**AVAILABLE DATA:**
■ ■ ■

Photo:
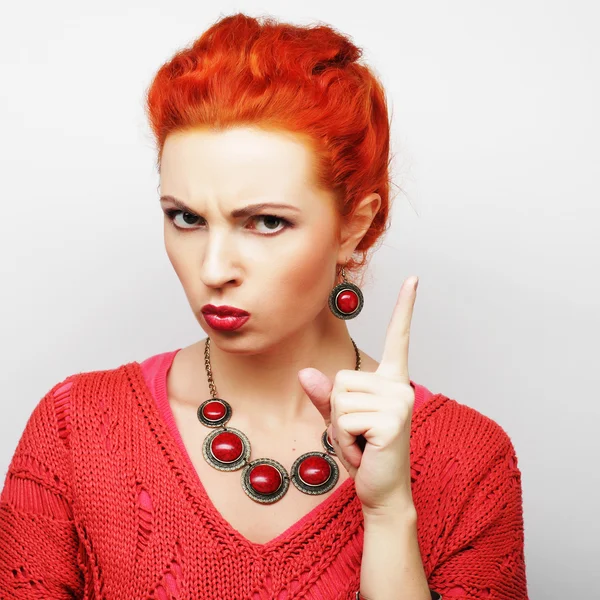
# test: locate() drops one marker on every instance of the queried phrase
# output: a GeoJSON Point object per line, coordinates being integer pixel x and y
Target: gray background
{"type": "Point", "coordinates": [496, 139]}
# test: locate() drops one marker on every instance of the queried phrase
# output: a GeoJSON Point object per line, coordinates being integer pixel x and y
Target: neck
{"type": "Point", "coordinates": [263, 387]}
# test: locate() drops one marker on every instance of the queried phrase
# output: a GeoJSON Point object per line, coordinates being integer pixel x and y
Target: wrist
{"type": "Point", "coordinates": [384, 516]}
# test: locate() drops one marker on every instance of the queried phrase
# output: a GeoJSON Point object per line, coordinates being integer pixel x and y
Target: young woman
{"type": "Point", "coordinates": [271, 459]}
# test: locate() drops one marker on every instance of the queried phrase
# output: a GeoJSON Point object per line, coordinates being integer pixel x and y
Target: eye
{"type": "Point", "coordinates": [187, 218]}
{"type": "Point", "coordinates": [272, 224]}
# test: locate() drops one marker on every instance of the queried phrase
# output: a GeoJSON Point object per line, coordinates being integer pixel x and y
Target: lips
{"type": "Point", "coordinates": [224, 318]}
{"type": "Point", "coordinates": [224, 311]}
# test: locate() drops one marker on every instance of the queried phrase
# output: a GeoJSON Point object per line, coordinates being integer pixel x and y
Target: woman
{"type": "Point", "coordinates": [273, 458]}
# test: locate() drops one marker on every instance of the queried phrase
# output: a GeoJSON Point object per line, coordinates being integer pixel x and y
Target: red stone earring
{"type": "Point", "coordinates": [346, 299]}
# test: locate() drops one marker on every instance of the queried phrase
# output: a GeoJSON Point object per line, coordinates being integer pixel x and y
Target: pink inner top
{"type": "Point", "coordinates": [156, 369]}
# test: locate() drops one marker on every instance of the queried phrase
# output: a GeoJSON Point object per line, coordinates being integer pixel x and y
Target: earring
{"type": "Point", "coordinates": [346, 299]}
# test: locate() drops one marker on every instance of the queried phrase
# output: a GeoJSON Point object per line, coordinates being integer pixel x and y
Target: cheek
{"type": "Point", "coordinates": [306, 273]}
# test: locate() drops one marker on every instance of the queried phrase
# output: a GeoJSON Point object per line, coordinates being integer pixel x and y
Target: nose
{"type": "Point", "coordinates": [219, 263]}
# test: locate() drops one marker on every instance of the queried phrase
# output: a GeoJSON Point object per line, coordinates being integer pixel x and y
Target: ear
{"type": "Point", "coordinates": [353, 228]}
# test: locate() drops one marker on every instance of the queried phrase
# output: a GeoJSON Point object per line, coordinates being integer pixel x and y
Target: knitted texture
{"type": "Point", "coordinates": [101, 501]}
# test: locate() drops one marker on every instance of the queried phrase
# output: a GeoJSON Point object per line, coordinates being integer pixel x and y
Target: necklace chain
{"type": "Point", "coordinates": [211, 381]}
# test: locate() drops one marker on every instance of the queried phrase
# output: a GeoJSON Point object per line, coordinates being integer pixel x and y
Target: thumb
{"type": "Point", "coordinates": [318, 388]}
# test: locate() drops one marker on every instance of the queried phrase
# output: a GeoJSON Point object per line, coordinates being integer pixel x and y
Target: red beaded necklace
{"type": "Point", "coordinates": [264, 480]}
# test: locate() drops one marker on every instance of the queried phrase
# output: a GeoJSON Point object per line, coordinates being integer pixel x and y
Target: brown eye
{"type": "Point", "coordinates": [271, 224]}
{"type": "Point", "coordinates": [188, 218]}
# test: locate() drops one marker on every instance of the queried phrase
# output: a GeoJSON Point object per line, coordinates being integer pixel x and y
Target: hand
{"type": "Point", "coordinates": [377, 406]}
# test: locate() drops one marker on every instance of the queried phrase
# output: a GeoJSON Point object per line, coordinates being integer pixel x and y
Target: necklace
{"type": "Point", "coordinates": [265, 480]}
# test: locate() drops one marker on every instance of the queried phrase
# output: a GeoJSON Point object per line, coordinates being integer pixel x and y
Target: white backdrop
{"type": "Point", "coordinates": [496, 134]}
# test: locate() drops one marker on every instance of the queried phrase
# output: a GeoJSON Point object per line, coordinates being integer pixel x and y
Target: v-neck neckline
{"type": "Point", "coordinates": [158, 398]}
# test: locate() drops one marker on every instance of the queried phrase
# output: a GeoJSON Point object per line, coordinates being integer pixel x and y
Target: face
{"type": "Point", "coordinates": [252, 231]}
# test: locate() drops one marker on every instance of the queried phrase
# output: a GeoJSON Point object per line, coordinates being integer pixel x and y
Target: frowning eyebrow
{"type": "Point", "coordinates": [246, 211]}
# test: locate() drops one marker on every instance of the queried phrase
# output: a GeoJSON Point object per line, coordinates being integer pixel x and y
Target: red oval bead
{"type": "Point", "coordinates": [265, 479]}
{"type": "Point", "coordinates": [314, 470]}
{"type": "Point", "coordinates": [347, 301]}
{"type": "Point", "coordinates": [227, 447]}
{"type": "Point", "coordinates": [214, 410]}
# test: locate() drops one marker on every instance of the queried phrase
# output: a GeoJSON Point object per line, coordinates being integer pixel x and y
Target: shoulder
{"type": "Point", "coordinates": [457, 440]}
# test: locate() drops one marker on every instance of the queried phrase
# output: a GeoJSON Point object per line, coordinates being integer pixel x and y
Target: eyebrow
{"type": "Point", "coordinates": [246, 211]}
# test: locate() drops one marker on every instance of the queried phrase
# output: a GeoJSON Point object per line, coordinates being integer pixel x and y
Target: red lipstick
{"type": "Point", "coordinates": [224, 318]}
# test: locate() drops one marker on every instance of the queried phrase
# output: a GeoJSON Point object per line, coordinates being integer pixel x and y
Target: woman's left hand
{"type": "Point", "coordinates": [377, 406]}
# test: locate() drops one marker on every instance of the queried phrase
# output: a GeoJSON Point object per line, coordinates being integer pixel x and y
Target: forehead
{"type": "Point", "coordinates": [236, 163]}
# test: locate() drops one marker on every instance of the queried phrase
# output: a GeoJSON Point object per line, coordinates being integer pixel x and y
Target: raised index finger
{"type": "Point", "coordinates": [394, 361]}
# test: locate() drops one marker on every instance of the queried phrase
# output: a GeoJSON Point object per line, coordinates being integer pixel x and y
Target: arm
{"type": "Point", "coordinates": [391, 558]}
{"type": "Point", "coordinates": [482, 549]}
{"type": "Point", "coordinates": [38, 540]}
{"type": "Point", "coordinates": [486, 546]}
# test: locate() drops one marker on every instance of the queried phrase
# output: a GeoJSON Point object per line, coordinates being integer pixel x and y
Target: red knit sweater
{"type": "Point", "coordinates": [101, 501]}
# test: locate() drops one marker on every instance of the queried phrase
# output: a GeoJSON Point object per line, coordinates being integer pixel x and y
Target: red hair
{"type": "Point", "coordinates": [303, 79]}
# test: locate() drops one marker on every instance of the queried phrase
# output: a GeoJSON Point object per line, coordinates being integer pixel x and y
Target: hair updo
{"type": "Point", "coordinates": [303, 79]}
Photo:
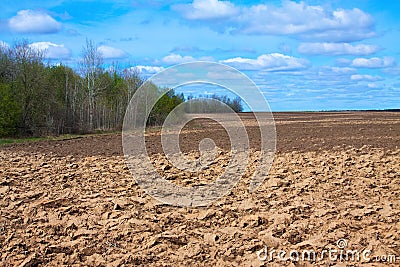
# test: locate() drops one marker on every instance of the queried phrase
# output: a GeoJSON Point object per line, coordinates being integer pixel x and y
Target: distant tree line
{"type": "Point", "coordinates": [213, 104]}
{"type": "Point", "coordinates": [39, 99]}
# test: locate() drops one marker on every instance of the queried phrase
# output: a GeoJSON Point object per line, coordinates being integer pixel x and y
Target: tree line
{"type": "Point", "coordinates": [39, 99]}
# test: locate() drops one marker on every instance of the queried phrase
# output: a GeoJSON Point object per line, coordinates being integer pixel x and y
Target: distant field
{"type": "Point", "coordinates": [336, 175]}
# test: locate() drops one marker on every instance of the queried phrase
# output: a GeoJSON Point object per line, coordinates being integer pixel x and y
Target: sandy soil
{"type": "Point", "coordinates": [335, 176]}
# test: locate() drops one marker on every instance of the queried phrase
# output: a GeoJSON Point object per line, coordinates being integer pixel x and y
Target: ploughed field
{"type": "Point", "coordinates": [335, 176]}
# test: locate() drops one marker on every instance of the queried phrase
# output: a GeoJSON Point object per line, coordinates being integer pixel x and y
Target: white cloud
{"type": "Point", "coordinates": [4, 45]}
{"type": "Point", "coordinates": [109, 52]}
{"type": "Point", "coordinates": [366, 77]}
{"type": "Point", "coordinates": [30, 21]}
{"type": "Point", "coordinates": [268, 62]}
{"type": "Point", "coordinates": [337, 49]}
{"type": "Point", "coordinates": [51, 50]}
{"type": "Point", "coordinates": [374, 62]}
{"type": "Point", "coordinates": [373, 86]}
{"type": "Point", "coordinates": [177, 59]}
{"type": "Point", "coordinates": [343, 70]}
{"type": "Point", "coordinates": [305, 21]}
{"type": "Point", "coordinates": [148, 69]}
{"type": "Point", "coordinates": [207, 9]}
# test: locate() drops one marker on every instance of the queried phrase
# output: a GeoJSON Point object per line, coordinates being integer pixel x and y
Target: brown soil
{"type": "Point", "coordinates": [335, 176]}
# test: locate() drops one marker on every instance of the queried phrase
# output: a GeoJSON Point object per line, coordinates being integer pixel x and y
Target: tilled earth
{"type": "Point", "coordinates": [334, 184]}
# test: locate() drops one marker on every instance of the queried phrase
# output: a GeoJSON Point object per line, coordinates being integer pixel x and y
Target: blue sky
{"type": "Point", "coordinates": [304, 55]}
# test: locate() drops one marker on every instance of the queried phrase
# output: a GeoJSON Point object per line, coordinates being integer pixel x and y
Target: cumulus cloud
{"type": "Point", "coordinates": [51, 50]}
{"type": "Point", "coordinates": [268, 62]}
{"type": "Point", "coordinates": [365, 77]}
{"type": "Point", "coordinates": [109, 52]}
{"type": "Point", "coordinates": [337, 49]}
{"type": "Point", "coordinates": [207, 9]}
{"type": "Point", "coordinates": [309, 22]}
{"type": "Point", "coordinates": [148, 69]}
{"type": "Point", "coordinates": [374, 62]}
{"type": "Point", "coordinates": [30, 21]}
{"type": "Point", "coordinates": [4, 45]}
{"type": "Point", "coordinates": [177, 59]}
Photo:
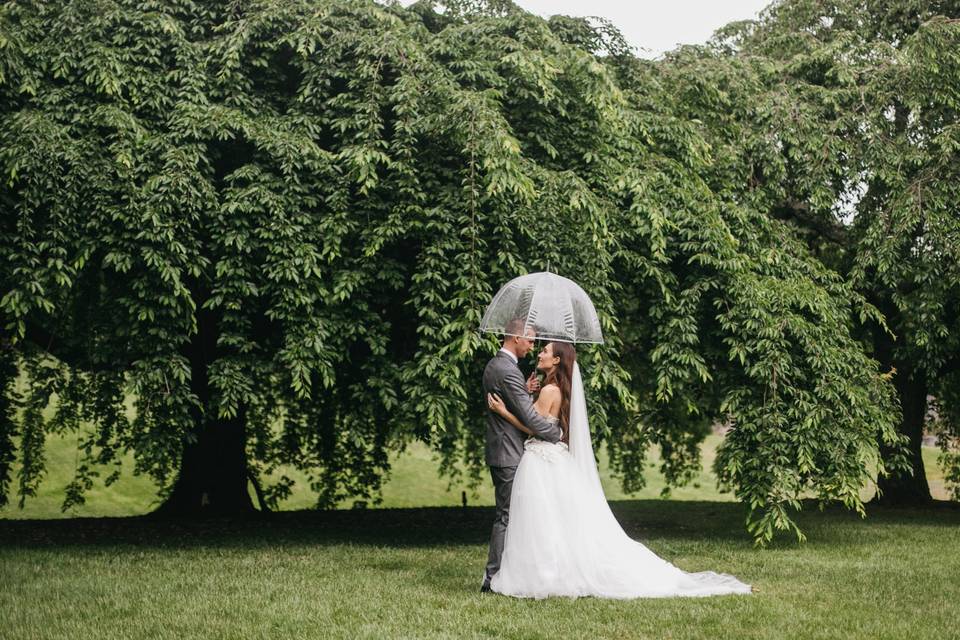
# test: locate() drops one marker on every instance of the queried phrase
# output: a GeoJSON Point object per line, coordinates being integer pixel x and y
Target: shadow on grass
{"type": "Point", "coordinates": [668, 520]}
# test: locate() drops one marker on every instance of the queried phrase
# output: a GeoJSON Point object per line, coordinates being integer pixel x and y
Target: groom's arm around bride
{"type": "Point", "coordinates": [504, 442]}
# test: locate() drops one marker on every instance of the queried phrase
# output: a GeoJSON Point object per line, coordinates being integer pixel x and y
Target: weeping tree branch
{"type": "Point", "coordinates": [799, 213]}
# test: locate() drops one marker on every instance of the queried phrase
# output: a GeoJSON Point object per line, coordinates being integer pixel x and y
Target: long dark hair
{"type": "Point", "coordinates": [562, 376]}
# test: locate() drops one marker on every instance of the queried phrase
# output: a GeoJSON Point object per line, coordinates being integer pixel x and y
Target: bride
{"type": "Point", "coordinates": [562, 539]}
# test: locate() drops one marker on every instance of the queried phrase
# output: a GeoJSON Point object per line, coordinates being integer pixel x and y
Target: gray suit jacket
{"type": "Point", "coordinates": [504, 441]}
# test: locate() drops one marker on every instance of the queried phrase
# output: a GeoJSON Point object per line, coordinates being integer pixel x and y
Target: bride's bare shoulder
{"type": "Point", "coordinates": [550, 390]}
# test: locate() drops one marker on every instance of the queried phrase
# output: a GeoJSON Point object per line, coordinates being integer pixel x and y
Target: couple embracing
{"type": "Point", "coordinates": [554, 533]}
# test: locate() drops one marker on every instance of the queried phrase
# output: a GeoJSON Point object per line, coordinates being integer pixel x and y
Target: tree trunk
{"type": "Point", "coordinates": [213, 470]}
{"type": "Point", "coordinates": [213, 474]}
{"type": "Point", "coordinates": [904, 488]}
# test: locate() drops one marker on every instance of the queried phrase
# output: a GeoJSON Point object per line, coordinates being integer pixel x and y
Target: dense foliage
{"type": "Point", "coordinates": [276, 225]}
{"type": "Point", "coordinates": [851, 133]}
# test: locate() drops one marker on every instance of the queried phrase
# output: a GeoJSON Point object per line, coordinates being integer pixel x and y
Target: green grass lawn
{"type": "Point", "coordinates": [414, 573]}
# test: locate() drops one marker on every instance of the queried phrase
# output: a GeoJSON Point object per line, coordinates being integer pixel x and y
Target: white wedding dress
{"type": "Point", "coordinates": [563, 540]}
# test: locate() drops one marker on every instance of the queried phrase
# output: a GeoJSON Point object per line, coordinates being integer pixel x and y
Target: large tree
{"type": "Point", "coordinates": [275, 225]}
{"type": "Point", "coordinates": [846, 122]}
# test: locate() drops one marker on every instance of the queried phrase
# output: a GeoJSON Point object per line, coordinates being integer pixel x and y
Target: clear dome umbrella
{"type": "Point", "coordinates": [555, 307]}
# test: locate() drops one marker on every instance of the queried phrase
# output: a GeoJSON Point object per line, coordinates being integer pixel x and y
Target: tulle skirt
{"type": "Point", "coordinates": [563, 540]}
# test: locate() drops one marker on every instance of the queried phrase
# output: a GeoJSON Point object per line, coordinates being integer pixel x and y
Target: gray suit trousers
{"type": "Point", "coordinates": [502, 486]}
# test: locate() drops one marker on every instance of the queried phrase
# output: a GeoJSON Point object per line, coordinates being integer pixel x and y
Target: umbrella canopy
{"type": "Point", "coordinates": [555, 307]}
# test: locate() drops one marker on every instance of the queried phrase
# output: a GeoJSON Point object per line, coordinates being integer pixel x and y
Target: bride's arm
{"type": "Point", "coordinates": [496, 405]}
{"type": "Point", "coordinates": [549, 395]}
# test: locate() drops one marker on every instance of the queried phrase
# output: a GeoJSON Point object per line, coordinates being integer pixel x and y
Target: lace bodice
{"type": "Point", "coordinates": [549, 451]}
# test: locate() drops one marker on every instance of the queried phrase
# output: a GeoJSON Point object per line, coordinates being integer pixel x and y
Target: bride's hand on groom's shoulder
{"type": "Point", "coordinates": [496, 403]}
{"type": "Point", "coordinates": [533, 383]}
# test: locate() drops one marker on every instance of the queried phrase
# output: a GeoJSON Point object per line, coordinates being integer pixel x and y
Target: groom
{"type": "Point", "coordinates": [504, 441]}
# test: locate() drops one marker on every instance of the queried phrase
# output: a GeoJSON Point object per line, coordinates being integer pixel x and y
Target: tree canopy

■ ■ ■

**EXERCISE INSTRUCTIONS:** From the line holding "Target: bride's hand on groom's shoulder" to the last line of the data above, copy every line exactly and include nothing more.

**RESPONSE:**
Target: bride's hand on groom's shoulder
{"type": "Point", "coordinates": [496, 403]}
{"type": "Point", "coordinates": [533, 383]}
# test: locate() drops one marker on every instance of the queried phrase
# output: a GeoJSON Point object per line, coordinates being integer pixel x and y
Target: groom
{"type": "Point", "coordinates": [504, 441]}
# test: locate() drops one marker on every instance of the queried phrase
# output: a GeoJSON Point object per line, coordinates being integer pixel x and y
Target: tree canopy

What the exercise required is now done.